» SET EXERCISE:
Starting with the line that contains "the pen holder", reproduce each line through the end of the listing below, with no other output.
--- Begin DATA LINES ---
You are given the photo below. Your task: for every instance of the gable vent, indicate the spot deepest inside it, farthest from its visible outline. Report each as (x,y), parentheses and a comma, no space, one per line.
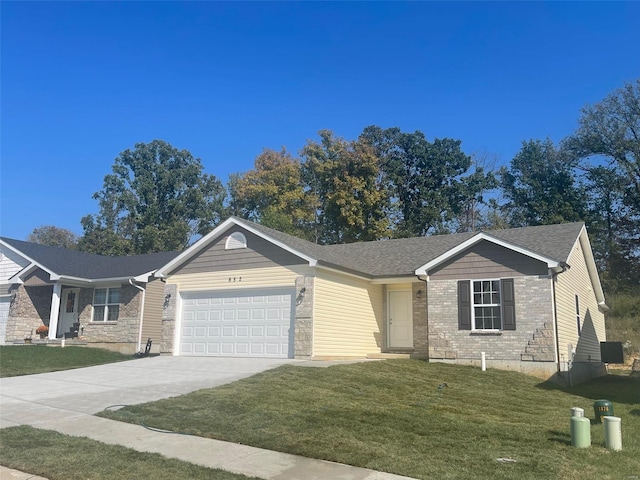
(236,240)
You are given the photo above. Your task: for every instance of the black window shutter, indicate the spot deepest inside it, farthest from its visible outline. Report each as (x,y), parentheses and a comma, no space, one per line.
(464,305)
(508,304)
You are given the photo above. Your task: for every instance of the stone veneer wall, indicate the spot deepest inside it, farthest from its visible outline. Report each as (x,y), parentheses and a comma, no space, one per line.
(526,349)
(124,330)
(29,309)
(303,322)
(167,344)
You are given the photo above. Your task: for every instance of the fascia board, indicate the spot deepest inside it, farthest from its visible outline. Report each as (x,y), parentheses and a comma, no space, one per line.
(27,258)
(193,249)
(93,281)
(393,280)
(592,269)
(342,272)
(16,277)
(312,261)
(216,232)
(424,269)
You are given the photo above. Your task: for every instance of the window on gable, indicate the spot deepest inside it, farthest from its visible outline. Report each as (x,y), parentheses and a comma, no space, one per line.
(236,240)
(486,305)
(106,304)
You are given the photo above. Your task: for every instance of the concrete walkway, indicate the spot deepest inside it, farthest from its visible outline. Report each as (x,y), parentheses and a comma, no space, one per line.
(66,401)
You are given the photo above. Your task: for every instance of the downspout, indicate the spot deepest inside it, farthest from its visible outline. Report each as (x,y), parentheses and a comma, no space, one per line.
(426,301)
(144,291)
(554,276)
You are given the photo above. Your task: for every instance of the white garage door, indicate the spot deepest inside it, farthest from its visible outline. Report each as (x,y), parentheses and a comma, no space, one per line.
(253,323)
(5,302)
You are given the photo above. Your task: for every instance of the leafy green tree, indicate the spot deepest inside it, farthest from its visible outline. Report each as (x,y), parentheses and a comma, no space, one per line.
(540,187)
(53,236)
(607,147)
(425,179)
(611,129)
(156,199)
(609,222)
(477,188)
(344,179)
(273,194)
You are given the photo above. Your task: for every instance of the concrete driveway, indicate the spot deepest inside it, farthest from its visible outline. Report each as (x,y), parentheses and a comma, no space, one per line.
(85,391)
(66,401)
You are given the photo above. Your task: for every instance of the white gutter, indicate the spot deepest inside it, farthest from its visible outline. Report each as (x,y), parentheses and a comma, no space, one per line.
(144,291)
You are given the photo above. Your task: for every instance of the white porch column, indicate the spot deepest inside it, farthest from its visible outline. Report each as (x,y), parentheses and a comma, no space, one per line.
(55,310)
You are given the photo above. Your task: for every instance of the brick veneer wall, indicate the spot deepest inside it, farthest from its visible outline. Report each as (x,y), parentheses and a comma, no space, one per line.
(29,309)
(124,330)
(531,343)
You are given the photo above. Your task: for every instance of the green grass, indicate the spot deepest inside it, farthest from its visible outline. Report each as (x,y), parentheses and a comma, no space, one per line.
(29,359)
(57,456)
(623,321)
(389,416)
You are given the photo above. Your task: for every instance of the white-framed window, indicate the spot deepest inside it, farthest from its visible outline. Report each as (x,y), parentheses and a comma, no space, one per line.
(578,321)
(486,306)
(106,304)
(235,240)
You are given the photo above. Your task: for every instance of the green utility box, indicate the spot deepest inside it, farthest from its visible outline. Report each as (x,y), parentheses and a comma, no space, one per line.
(602,408)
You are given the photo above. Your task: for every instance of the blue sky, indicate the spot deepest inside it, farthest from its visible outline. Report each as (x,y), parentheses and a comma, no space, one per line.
(83,81)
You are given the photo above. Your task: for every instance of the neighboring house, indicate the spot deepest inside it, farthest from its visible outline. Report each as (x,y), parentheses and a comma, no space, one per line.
(530,298)
(113,302)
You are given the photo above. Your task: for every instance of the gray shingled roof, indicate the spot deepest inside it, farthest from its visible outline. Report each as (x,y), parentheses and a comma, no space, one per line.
(400,257)
(72,263)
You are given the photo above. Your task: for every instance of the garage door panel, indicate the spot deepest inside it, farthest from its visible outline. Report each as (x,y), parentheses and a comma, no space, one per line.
(249,323)
(242,331)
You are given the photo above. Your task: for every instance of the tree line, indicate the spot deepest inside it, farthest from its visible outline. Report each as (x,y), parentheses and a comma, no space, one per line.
(385,184)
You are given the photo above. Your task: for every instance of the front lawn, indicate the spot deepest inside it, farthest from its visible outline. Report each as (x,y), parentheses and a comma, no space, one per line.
(29,359)
(62,457)
(391,416)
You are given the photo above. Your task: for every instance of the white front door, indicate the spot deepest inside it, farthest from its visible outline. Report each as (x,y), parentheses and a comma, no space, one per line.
(400,319)
(68,310)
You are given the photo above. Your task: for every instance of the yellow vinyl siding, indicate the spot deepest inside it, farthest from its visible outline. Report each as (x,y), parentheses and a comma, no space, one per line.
(152,320)
(572,282)
(235,279)
(348,316)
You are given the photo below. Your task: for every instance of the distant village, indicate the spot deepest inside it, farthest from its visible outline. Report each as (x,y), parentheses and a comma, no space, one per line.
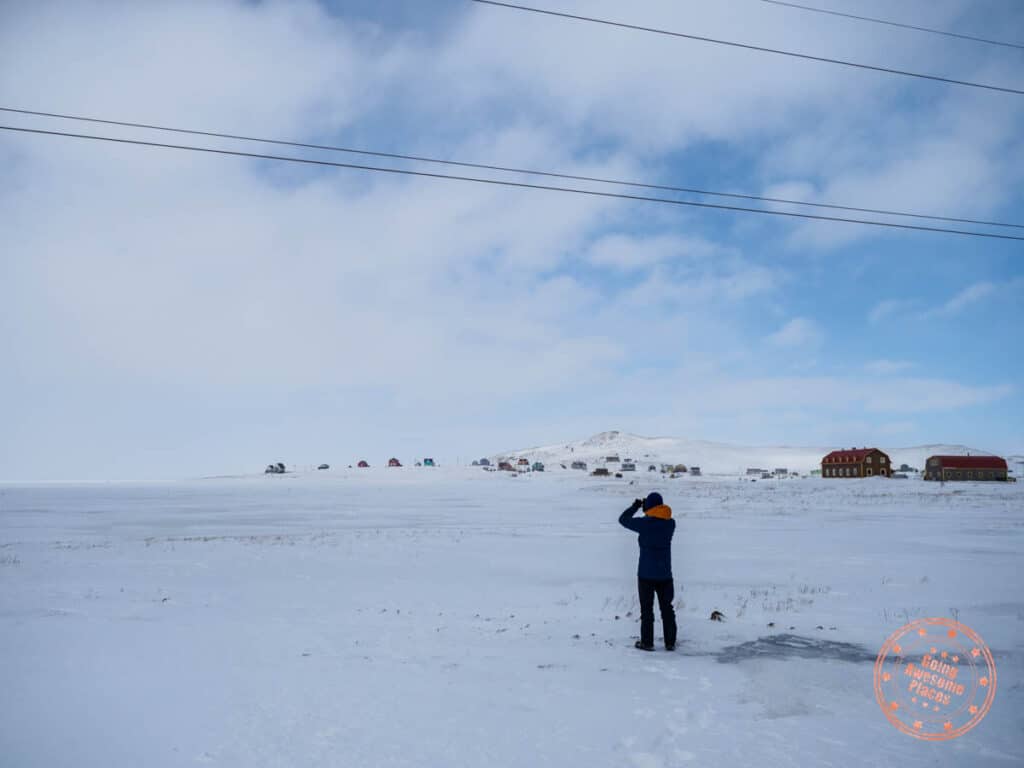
(843,464)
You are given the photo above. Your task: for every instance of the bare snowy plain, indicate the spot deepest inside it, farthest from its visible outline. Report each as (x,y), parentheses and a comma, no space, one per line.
(453,616)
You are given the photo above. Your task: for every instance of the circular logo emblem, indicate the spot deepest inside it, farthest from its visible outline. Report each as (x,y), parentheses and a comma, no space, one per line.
(935,679)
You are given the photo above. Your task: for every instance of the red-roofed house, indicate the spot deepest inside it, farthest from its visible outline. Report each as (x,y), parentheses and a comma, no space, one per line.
(965,468)
(856,463)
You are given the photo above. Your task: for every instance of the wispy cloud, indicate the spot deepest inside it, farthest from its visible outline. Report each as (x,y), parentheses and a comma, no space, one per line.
(970,295)
(886,367)
(888,308)
(799,332)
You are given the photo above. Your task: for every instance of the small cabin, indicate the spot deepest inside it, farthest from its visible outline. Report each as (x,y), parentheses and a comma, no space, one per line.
(966,468)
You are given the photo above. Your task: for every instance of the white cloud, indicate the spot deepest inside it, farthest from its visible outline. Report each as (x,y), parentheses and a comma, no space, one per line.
(630,253)
(888,308)
(967,297)
(885,367)
(210,310)
(798,333)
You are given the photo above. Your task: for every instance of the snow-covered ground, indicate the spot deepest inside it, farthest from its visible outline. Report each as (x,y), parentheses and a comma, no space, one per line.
(459,617)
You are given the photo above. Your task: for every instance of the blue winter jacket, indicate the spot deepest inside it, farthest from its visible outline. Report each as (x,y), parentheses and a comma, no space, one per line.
(655,543)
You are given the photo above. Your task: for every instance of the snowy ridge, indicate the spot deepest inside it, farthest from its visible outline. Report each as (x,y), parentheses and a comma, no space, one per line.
(715,458)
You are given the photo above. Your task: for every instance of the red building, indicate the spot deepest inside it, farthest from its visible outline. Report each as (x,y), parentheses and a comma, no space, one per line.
(966,468)
(856,463)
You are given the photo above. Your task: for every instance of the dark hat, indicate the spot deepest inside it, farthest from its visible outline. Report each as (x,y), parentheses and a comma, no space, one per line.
(652,500)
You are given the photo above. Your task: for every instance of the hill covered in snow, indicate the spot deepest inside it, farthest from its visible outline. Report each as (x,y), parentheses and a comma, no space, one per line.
(715,458)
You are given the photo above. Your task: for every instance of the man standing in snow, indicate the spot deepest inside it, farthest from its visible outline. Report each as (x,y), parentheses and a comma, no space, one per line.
(654,570)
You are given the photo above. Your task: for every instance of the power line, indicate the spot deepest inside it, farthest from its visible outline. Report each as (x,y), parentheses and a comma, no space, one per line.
(895,24)
(517,184)
(747,46)
(507,169)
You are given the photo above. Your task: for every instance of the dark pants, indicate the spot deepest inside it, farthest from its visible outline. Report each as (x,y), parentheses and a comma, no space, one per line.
(665,589)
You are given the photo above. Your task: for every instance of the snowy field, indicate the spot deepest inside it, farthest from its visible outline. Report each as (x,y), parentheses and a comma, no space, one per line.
(458,617)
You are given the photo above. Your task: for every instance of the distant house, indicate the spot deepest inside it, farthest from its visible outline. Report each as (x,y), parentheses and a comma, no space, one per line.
(856,463)
(966,468)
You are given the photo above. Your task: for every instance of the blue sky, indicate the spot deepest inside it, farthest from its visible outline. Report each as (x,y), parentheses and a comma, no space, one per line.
(168,314)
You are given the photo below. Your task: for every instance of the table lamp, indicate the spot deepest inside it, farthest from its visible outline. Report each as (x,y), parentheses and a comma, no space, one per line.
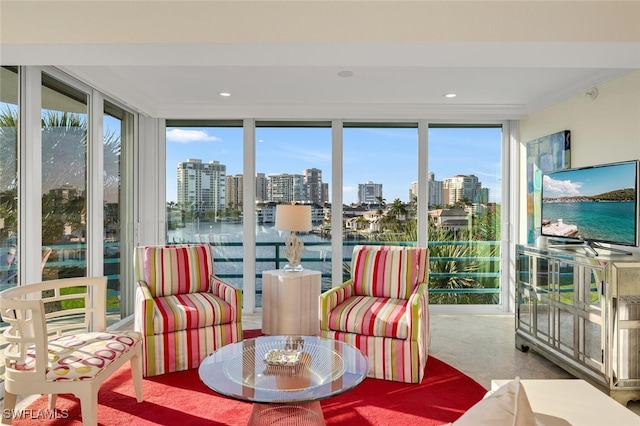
(294,218)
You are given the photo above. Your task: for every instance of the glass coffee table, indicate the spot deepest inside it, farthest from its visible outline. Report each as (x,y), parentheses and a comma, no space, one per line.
(285,377)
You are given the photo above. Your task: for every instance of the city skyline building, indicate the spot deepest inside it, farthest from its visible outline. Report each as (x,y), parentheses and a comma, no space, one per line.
(286,188)
(369,193)
(313,186)
(461,187)
(234,191)
(201,186)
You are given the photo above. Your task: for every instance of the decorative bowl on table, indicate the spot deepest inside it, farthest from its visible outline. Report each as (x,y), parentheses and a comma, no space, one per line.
(282,357)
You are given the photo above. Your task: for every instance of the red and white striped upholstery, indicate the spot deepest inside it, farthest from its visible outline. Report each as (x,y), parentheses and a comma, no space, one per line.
(383,310)
(183,311)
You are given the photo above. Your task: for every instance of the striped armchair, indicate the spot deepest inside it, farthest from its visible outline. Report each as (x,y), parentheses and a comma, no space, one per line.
(383,310)
(183,311)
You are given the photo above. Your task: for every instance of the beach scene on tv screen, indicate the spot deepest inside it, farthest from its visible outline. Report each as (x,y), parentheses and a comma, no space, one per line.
(594,204)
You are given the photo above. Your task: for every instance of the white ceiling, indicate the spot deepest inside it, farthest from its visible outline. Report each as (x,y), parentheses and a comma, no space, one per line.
(281,59)
(393,81)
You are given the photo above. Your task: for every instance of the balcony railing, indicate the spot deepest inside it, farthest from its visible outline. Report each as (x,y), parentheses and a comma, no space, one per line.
(70,260)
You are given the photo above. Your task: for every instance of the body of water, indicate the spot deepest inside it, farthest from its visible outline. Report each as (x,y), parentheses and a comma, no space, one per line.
(604,221)
(228,259)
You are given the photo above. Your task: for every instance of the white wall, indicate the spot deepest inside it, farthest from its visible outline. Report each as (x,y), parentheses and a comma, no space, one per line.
(603,130)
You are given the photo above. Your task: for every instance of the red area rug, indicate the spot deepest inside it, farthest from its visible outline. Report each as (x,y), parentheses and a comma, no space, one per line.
(181,398)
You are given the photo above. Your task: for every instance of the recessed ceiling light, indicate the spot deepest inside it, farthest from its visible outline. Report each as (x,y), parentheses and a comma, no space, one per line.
(345,74)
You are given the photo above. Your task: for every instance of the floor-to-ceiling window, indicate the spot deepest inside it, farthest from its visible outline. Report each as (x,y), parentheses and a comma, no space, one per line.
(117,129)
(9,89)
(293,165)
(64,179)
(381,197)
(380,172)
(465,205)
(204,190)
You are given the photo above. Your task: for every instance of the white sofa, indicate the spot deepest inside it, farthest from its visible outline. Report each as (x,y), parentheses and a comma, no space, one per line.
(567,402)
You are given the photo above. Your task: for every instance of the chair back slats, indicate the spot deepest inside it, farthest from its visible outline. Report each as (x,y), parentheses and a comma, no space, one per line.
(35,312)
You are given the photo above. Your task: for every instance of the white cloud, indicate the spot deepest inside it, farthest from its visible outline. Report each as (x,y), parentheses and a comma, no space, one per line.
(554,188)
(187,136)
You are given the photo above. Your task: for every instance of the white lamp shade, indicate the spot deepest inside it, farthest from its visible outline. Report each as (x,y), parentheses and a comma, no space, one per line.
(292,217)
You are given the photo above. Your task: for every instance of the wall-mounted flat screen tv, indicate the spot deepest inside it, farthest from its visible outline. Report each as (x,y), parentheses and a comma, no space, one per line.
(592,204)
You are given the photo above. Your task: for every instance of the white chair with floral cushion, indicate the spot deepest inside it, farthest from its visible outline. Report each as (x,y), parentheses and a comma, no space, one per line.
(58,343)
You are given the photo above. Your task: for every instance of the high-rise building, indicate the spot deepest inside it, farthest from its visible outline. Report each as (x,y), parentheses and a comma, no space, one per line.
(369,192)
(234,191)
(261,188)
(436,195)
(286,188)
(325,193)
(202,186)
(313,185)
(461,187)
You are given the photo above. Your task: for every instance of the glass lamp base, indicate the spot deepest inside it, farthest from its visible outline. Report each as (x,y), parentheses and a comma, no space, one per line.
(289,268)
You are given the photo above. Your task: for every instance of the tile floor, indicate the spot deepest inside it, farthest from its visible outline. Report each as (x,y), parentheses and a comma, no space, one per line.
(482,347)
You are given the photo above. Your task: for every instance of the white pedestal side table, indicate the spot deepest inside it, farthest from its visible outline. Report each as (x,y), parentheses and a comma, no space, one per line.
(290,302)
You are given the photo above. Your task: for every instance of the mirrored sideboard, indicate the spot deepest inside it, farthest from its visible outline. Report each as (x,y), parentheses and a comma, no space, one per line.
(583,313)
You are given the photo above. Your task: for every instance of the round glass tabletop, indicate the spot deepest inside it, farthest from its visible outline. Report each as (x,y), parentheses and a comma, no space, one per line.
(284,369)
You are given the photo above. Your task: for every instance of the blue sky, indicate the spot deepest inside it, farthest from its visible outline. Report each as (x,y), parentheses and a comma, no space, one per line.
(589,181)
(381,155)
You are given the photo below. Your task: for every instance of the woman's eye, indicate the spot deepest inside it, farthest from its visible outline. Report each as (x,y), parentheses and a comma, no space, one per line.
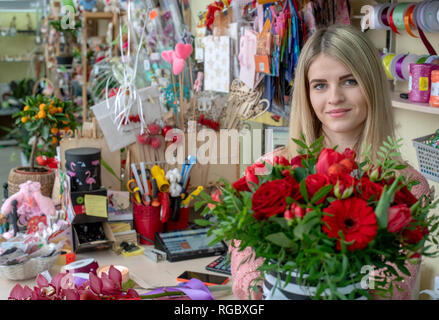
(351,82)
(319,86)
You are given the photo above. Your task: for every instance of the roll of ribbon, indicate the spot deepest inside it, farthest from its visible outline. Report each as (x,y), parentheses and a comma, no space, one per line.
(409,22)
(378,14)
(434,94)
(430,12)
(80,278)
(399,13)
(123,270)
(390,18)
(405,67)
(387,60)
(82,266)
(418,16)
(395,66)
(433,60)
(422,58)
(419,82)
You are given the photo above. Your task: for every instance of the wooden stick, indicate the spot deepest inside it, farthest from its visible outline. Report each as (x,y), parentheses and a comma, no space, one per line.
(181,103)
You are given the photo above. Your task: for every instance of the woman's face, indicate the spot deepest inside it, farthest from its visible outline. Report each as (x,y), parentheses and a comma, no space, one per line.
(336,96)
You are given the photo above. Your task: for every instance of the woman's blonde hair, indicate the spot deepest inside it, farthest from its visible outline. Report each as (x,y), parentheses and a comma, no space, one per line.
(356,51)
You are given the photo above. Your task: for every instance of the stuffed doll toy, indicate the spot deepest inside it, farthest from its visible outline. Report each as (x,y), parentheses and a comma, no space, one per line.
(30,203)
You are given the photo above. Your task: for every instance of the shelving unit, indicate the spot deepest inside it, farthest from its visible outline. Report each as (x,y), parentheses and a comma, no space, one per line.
(397,102)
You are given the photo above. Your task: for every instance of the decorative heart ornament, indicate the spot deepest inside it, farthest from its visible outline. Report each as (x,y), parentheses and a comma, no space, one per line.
(168,56)
(183,51)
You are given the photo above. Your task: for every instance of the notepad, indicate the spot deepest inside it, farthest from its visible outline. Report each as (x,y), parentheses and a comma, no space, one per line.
(96,205)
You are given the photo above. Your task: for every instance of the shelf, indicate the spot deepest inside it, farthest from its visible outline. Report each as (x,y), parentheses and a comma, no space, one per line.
(399,103)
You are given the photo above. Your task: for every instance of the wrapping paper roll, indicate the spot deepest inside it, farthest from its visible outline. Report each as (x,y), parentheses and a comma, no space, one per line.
(396,61)
(419,82)
(123,270)
(387,60)
(82,266)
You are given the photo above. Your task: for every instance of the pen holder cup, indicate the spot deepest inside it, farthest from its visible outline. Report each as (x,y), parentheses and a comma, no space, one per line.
(147,222)
(182,222)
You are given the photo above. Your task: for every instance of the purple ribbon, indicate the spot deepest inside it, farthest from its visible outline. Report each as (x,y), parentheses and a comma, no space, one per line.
(398,66)
(195,289)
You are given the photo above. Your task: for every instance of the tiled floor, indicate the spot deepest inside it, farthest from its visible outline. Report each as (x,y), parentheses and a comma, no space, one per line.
(9,158)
--- End DATA LINES ---
» FINISHED ANSWER:
You are given the photo above. Your task: for every instance of the pen holder cup, indicate the spot deepest inside it, farthest from its visible outline. Report each as (x,y), parentheses and a comma, no space, one per line.
(147,222)
(182,222)
You are given the photo above. Your task: for every instance of the purple ribbon, indicate the spot deepest inside it, farthest from its visible outline. Report each as (x,y), parentheses and a comma, no space, one per line.
(398,66)
(195,289)
You are given the photo above. Your task: for every instance of the tiled floor, indicate the spot deepest inside it, farthest from its visible outline. Report each as (x,y), parentheses and a comma, no space, one per line.
(9,158)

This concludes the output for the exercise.